» **WRITTEN TASK**: Reproduce the listing below line for line without changing anything, but leave out the pictures.

» **EXTRACTED MATERIAL**:
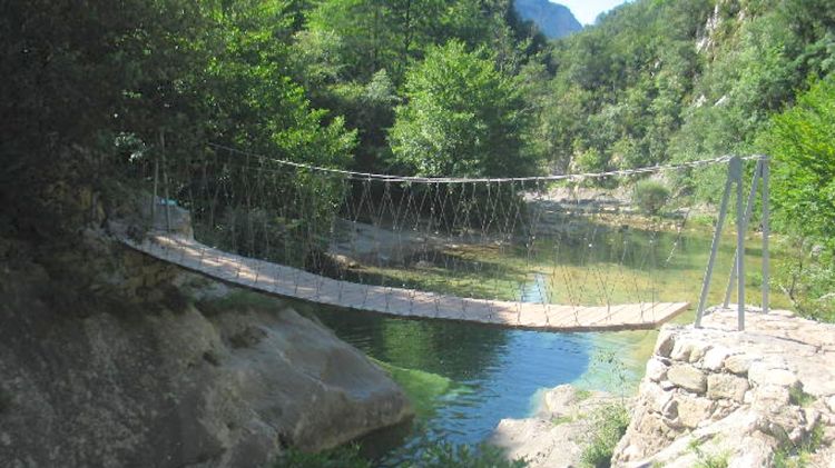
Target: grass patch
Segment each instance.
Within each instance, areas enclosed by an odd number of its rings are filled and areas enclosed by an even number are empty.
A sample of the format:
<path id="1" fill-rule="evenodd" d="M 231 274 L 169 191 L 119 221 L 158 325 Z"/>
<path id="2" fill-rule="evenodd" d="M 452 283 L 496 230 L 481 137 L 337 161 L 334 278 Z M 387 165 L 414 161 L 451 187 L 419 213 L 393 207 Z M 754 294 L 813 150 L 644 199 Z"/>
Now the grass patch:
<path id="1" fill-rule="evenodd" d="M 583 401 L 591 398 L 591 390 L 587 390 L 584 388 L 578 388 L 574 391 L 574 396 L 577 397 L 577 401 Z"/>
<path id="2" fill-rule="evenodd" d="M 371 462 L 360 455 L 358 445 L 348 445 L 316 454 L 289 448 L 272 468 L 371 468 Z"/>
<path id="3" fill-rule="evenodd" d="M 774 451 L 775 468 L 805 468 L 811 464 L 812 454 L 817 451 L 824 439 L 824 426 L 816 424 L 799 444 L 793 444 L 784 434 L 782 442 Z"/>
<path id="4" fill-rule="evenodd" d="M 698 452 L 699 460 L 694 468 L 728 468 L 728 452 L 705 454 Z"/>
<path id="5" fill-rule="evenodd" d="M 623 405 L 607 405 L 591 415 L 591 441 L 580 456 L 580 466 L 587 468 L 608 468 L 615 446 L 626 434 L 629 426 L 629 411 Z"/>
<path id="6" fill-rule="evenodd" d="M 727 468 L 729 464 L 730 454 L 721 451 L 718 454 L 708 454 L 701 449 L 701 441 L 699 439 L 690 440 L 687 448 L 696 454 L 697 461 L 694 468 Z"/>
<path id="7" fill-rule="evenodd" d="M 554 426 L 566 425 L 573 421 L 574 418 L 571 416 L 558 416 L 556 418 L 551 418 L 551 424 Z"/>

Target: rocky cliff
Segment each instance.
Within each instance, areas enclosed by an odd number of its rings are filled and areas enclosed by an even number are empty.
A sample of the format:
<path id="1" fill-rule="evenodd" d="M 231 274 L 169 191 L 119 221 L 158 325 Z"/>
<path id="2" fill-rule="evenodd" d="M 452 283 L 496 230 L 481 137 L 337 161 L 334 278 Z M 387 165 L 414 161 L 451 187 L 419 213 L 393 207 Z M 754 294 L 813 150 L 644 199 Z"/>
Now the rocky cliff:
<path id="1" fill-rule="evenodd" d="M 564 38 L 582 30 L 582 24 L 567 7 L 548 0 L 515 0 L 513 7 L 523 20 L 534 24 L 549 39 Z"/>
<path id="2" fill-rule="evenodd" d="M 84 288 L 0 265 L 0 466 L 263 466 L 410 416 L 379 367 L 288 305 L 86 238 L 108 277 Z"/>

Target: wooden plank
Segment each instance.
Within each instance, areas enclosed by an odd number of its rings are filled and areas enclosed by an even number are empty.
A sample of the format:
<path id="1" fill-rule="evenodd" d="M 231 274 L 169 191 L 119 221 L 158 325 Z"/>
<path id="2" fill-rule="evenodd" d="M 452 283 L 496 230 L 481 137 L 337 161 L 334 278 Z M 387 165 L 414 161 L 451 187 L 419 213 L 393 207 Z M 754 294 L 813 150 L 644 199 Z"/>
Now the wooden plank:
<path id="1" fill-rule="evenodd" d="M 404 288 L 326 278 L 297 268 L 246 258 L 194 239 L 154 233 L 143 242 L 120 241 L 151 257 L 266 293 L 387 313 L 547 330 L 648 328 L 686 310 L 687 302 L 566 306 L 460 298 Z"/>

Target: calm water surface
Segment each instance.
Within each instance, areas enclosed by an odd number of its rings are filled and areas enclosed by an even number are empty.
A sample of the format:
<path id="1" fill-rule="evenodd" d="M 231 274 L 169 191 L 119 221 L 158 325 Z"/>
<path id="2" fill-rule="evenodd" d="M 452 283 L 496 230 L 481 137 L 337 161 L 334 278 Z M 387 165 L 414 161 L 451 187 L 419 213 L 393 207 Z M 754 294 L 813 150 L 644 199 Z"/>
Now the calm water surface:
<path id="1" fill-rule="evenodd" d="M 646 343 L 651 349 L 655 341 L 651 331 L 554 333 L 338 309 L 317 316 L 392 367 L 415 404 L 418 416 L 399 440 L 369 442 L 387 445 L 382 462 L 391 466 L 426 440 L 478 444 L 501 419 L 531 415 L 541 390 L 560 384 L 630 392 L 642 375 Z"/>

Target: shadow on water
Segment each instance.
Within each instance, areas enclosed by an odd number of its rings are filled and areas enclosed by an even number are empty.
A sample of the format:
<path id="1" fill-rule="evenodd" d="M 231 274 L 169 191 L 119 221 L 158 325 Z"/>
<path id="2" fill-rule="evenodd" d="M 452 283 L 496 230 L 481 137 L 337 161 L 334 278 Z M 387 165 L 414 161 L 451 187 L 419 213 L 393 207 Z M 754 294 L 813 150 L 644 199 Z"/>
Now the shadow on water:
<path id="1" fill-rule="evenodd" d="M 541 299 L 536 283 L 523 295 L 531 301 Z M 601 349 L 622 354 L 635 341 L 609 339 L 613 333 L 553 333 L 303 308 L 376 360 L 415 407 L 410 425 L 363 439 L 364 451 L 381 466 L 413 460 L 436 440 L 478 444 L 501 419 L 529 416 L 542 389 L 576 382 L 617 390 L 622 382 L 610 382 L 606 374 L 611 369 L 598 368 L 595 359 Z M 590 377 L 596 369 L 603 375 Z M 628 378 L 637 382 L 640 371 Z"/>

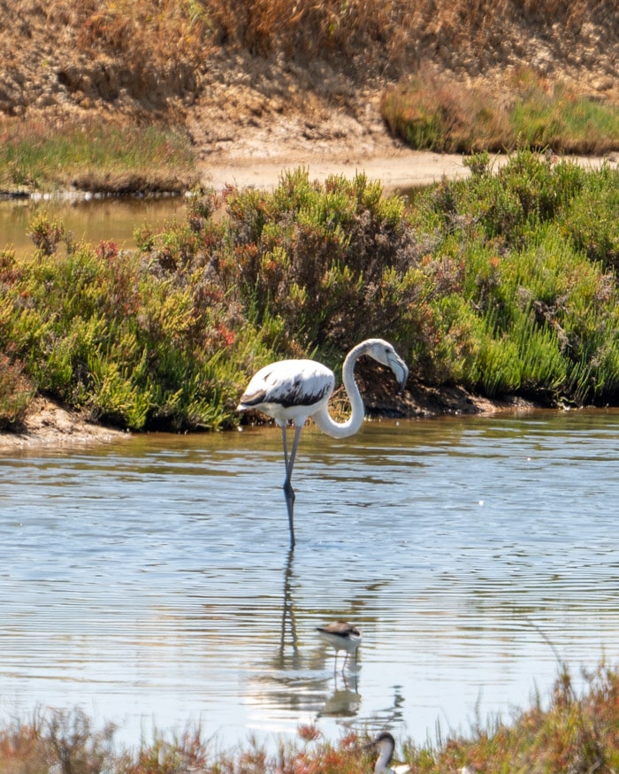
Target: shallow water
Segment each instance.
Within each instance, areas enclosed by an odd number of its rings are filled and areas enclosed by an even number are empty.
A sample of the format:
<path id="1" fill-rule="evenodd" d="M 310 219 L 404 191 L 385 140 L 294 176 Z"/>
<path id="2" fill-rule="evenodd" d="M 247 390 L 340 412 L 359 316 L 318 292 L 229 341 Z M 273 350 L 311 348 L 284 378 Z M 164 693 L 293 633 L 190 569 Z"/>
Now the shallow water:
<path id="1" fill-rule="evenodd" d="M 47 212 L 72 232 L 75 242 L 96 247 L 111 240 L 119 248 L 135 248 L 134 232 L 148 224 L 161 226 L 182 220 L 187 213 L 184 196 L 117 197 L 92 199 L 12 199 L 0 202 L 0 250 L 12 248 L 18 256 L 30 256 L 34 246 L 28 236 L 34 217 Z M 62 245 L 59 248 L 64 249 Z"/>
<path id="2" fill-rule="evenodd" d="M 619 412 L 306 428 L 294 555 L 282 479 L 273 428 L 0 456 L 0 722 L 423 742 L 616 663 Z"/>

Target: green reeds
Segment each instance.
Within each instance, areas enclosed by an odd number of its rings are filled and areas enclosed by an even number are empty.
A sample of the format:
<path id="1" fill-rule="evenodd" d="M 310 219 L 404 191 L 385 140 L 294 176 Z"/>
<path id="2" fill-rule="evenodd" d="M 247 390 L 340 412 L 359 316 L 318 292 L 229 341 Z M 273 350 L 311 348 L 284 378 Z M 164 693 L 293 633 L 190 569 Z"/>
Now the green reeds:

» **EXPECTED OUTPUT**:
Target: grass patch
Segment each instance.
Within each instance, areas enclosed by an odd number of its rings are filled and areas enclosed by an even number are empty.
A sample of the format:
<path id="1" fill-rule="evenodd" d="M 231 274 L 169 191 L 119 221 L 158 325 Z"/>
<path id="2" fill-rule="evenodd" d="M 452 283 L 496 230 L 481 137 L 337 161 L 334 278 Z M 387 165 L 414 161 L 451 187 L 419 213 L 393 207 Z M 754 294 L 813 150 L 644 199 Z"/>
Now the grass patch:
<path id="1" fill-rule="evenodd" d="M 583 401 L 591 398 L 591 390 L 587 390 L 584 388 L 578 388 L 574 391 L 574 396 L 577 397 L 577 401 Z"/>
<path id="2" fill-rule="evenodd" d="M 371 462 L 360 455 L 358 445 L 348 445 L 316 454 L 289 448 L 272 468 L 371 468 Z"/>
<path id="3" fill-rule="evenodd" d="M 774 451 L 775 468 L 805 468 L 811 464 L 812 454 L 817 451 L 824 439 L 824 426 L 816 424 L 799 444 L 793 444 L 784 434 L 782 442 Z"/>
<path id="4" fill-rule="evenodd" d="M 698 452 L 699 460 L 694 468 L 728 468 L 728 452 L 705 454 Z"/>
<path id="5" fill-rule="evenodd" d="M 623 405 L 607 405 L 591 415 L 591 441 L 580 456 L 580 466 L 587 468 L 608 468 L 615 446 L 626 434 L 629 426 L 629 411 Z"/>
<path id="6" fill-rule="evenodd" d="M 727 468 L 729 464 L 730 454 L 721 451 L 718 454 L 708 454 L 701 449 L 701 441 L 699 439 L 690 440 L 687 448 L 696 454 L 697 461 L 694 468 Z"/>
<path id="7" fill-rule="evenodd" d="M 554 426 L 566 425 L 573 421 L 574 418 L 571 416 L 558 416 L 556 418 L 551 418 L 551 424 Z"/>

Target: rocky cliff
Segment each instance.
Within each instance, areas enclosed by an odd number of its rings are filled and areas enclosed by an even number are empty.
A sample of the format:
<path id="1" fill-rule="evenodd" d="M 231 274 L 169 191 L 119 221 L 158 325 Z"/>
<path id="2" fill-rule="evenodd" d="M 452 283 L 496 230 L 481 137 L 337 161 L 334 278 Z M 387 165 L 414 161 L 451 187 L 419 213 L 393 207 Z M 754 294 L 813 150 L 644 199 Z"/>
Now the rocky cliff:
<path id="1" fill-rule="evenodd" d="M 564 38 L 582 30 L 582 24 L 567 7 L 548 0 L 515 0 L 513 7 L 523 20 L 534 24 L 549 39 Z"/>
<path id="2" fill-rule="evenodd" d="M 84 288 L 0 265 L 0 466 L 263 466 L 410 416 L 379 367 L 288 305 L 86 238 L 108 277 Z"/>

Target: wooden plank
Segment each instance.
Within each instance, areas enclosed by an odd number of its rings are filled and areas enclosed by an even number are empty.
A sample of the format:
<path id="1" fill-rule="evenodd" d="M 231 274 L 169 191 L 119 221 L 158 325 Z"/>
<path id="2" fill-rule="evenodd" d="M 452 283 L 496 230 L 481 137 L 337 161 L 334 278 Z M 387 165 L 414 161 L 451 187 L 419 213 L 393 207 Z M 754 294 L 813 150 L 644 199 Z"/>
Now the wooden plank:
<path id="1" fill-rule="evenodd" d="M 404 288 L 326 278 L 297 268 L 246 258 L 194 239 L 154 233 L 143 242 L 120 241 L 151 257 L 266 293 L 387 313 L 547 330 L 648 328 L 686 310 L 687 302 L 566 306 L 460 298 Z"/>

Target: calm water surface
Segment each instance.
Within each instance, areas enclosed by an odd number of its rings are filled and areas enclosed by an even number are empty.
A sample of the format:
<path id="1" fill-rule="evenodd" d="M 231 274 L 169 191 L 119 221 L 158 325 Z"/>
<path id="2" fill-rule="evenodd" d="M 452 283 L 496 230 L 481 137 L 337 161 L 334 278 Z M 387 165 L 414 161 L 451 187 L 419 213 L 393 207 Z M 754 294 L 813 150 L 644 199 Z"/>
Now the calm water surface:
<path id="1" fill-rule="evenodd" d="M 646 343 L 651 349 L 655 341 L 651 331 L 554 333 L 338 309 L 317 316 L 392 367 L 415 404 L 418 416 L 399 440 L 369 442 L 387 445 L 382 462 L 391 466 L 426 440 L 478 444 L 501 419 L 531 415 L 541 390 L 560 384 L 630 392 L 642 375 Z"/>

Target: shadow on water
Segment each instance.
Within each instance, areas enclosed by an odd number of its rings are filled and areas enclosed by an even number are empty.
A sample of the format:
<path id="1" fill-rule="evenodd" d="M 231 274 L 169 191 L 119 221 L 158 325 Z"/>
<path id="2" fill-rule="evenodd" d="M 452 283 L 496 230 L 481 137 L 337 161 L 334 278 Z M 387 165 L 414 161 L 451 187 L 419 213 L 393 207 Z M 754 294 L 813 150 L 644 199 Z"/>
Now the shadow on water:
<path id="1" fill-rule="evenodd" d="M 541 299 L 536 283 L 523 295 L 531 301 Z M 601 349 L 622 354 L 635 341 L 609 339 L 613 333 L 553 333 L 303 308 L 376 360 L 415 407 L 410 425 L 363 439 L 364 451 L 381 466 L 413 460 L 436 440 L 478 444 L 501 419 L 529 416 L 542 389 L 576 382 L 617 390 L 622 382 L 610 382 L 606 374 L 611 369 L 598 368 L 595 359 Z M 590 377 L 596 369 L 603 375 Z M 628 378 L 637 382 L 640 371 Z"/>

Target: shallow water
Segment each instance.
Within each instance, areas enclosed by an odd number of its rings are filled and areas enclosed by an even number are empty.
A sample of the format:
<path id="1" fill-rule="evenodd" d="M 310 219 L 404 191 L 385 140 L 294 176 Z"/>
<path id="2" fill-rule="evenodd" d="M 247 390 L 340 412 L 359 316 L 318 292 L 229 341 Z M 273 350 L 311 348 L 284 378 Z M 164 693 L 293 633 L 190 569 Z"/>
Now the shallow water:
<path id="1" fill-rule="evenodd" d="M 47 212 L 72 232 L 75 242 L 96 247 L 111 240 L 119 248 L 135 248 L 134 232 L 148 224 L 161 226 L 182 220 L 187 213 L 184 196 L 117 197 L 92 199 L 12 199 L 0 202 L 0 250 L 12 248 L 18 256 L 30 256 L 34 246 L 28 236 L 34 217 Z M 62 245 L 59 248 L 64 249 Z"/>
<path id="2" fill-rule="evenodd" d="M 619 412 L 306 428 L 294 555 L 282 479 L 273 428 L 0 456 L 0 722 L 423 742 L 616 663 Z"/>

Target: green reeds
Segment each instance.
Within each instance, areas enclosed by an odd number of its rings are filled and areas enclosed by an even number are empty.
A sample of the format:
<path id="1" fill-rule="evenodd" d="M 310 219 L 404 191 L 385 140 L 294 176 Z"/>
<path id="2" fill-rule="evenodd" d="M 247 390 L 340 412 L 359 316 L 318 292 L 229 341 Z M 273 350 L 311 348 L 284 378 Z M 164 693 L 293 633 L 190 569 Z"/>
Now the green reeds:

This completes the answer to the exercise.